→ Document section
▬▬▬▬▬▬

Again this month, the Optima (which doubled) and the Rio (which more than tripled) kept things moving forward for Kia; all other models were down.
NISSAN NORTH AMERICA +16%
Nissan wasn’t laid low by the Japanese disaster a year ago, but still managed a pretty large percentage gain. One secret behind its success: industry analysts calculate that Nissan spent more on incentives than any other major manufacturer.
The new Altima is here and it ignited a 25% increase in sales, but that total still had Nissan’s midsize sedan in third place behind the Camry and Accord. A redesigned Versa sedan also gave that model a lift (+39%). Models that gained without much news included the 370Z (+19%), the Rogue (+17%), and the Frontier (+16%). Conversely, the Cube (-49%) fell precipitously, and the Leaf (-58%) is getting trounced by the Chevy Volt.
G-whiz: Infiniti’s mainstay model leapt in July (+64%); add 2000 units with the new JX, and Infiniti has no trouble racking up a big percentage increase despite declines for all its other entries.
Just like last month, Mercedes’ gain wasn’t great but it was enough to outsell a stagnant BMW. Deliveries of the fashionable new SL rose by a factor of four, but those of the less-fashionable SLK dropped by 79%. Of the sedans, the E-class and the S-class are stagnant but the C-class climbed (+24%). After popping last month, the soon-to-depart R-class dropped back in July. The Sprinter, however, sprinted ahead (+27%), as did the GL (+32%), but despite a redesign, the M-class slowed (-36%).
The Smart fell back from its white-hot July but is still doing way better than a year ago.
Get ’em while you still can! 4 Maybachs were sold last month.
VOLKSWAGEN GROUP +28%
The Volkswagen Group continues to outpace the industry and pick up market share.
The Passat still is posting huge percentage gains over its dead-in-the-water predecessor, but its 9007 July sales are down about 1000 units from what they had been recently. The Beetle continues to add about 3000 units per month, and the Tiguan (+26%) and the Golf (+14%) increased. The biggest-volume car, the Jetta, dropped a bit (-13%), as did the CC (-27%) and the Eos (-54%).
What’s up at Audi? Plenty: the A3 (+49%), the A4 (+52%), the A5 (32%), the A6 (67%), and, to a lesser degree, both SUVs. The laggards are the A8 (-11%), the R8 (-33%), and, surprisingly, the A7 (-19%).
BMW GROUP +4%
Again it was Mini that pushed the BMW Group into positive territory.
What’s the deal at BMW? The redesigned 3-series — sedan anyway — was down again (-11%) while the far-from-fresh 7-series suddenly surged (+159%). One suspects the economics of lease offers at play. More predictable was the revamped 6-series (+51%) turning more heads, while the no-longer-new Z4 (-62%) languished.

▬▬▬▬▬▬

→ Source data

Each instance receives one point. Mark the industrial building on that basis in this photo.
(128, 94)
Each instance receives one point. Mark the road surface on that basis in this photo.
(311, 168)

▬▬▬▬▬▬

→ Objective
In the auto sales report, replace "Tiguan" with "Touareg" and write out the part starting at "Get ’em while" and ending at "the A7 (-19%).".

→ Correct output
Get ’em while you still can! 4 Maybachs were sold last month.
VOLKSWAGEN GROUP +28%
The Volkswagen Group continues to outpace the industry and pick up market share.
The Passat still is posting huge percentage gains over its dead-in-the-water predecessor, but its 9007 July sales are down about 1000 units from what they had been recently. The Beetle continues to add about 3000 units per month, and the Touareg (+26%) and the Golf (+14%) increased. The biggest-volume car, the Jetta, dropped a bit (-13%), as did the CC (-27%) and the Eos (-54%).
What’s up at Audi? Plenty: the A3 (+49%), the A4 (+52%), the A5 (32%), the A6 (67%), and, to a lesser degree, both SUVs. The laggards are the A8 (-11%), the R8 (-33%), and, surprisingly, the A7 (-19%).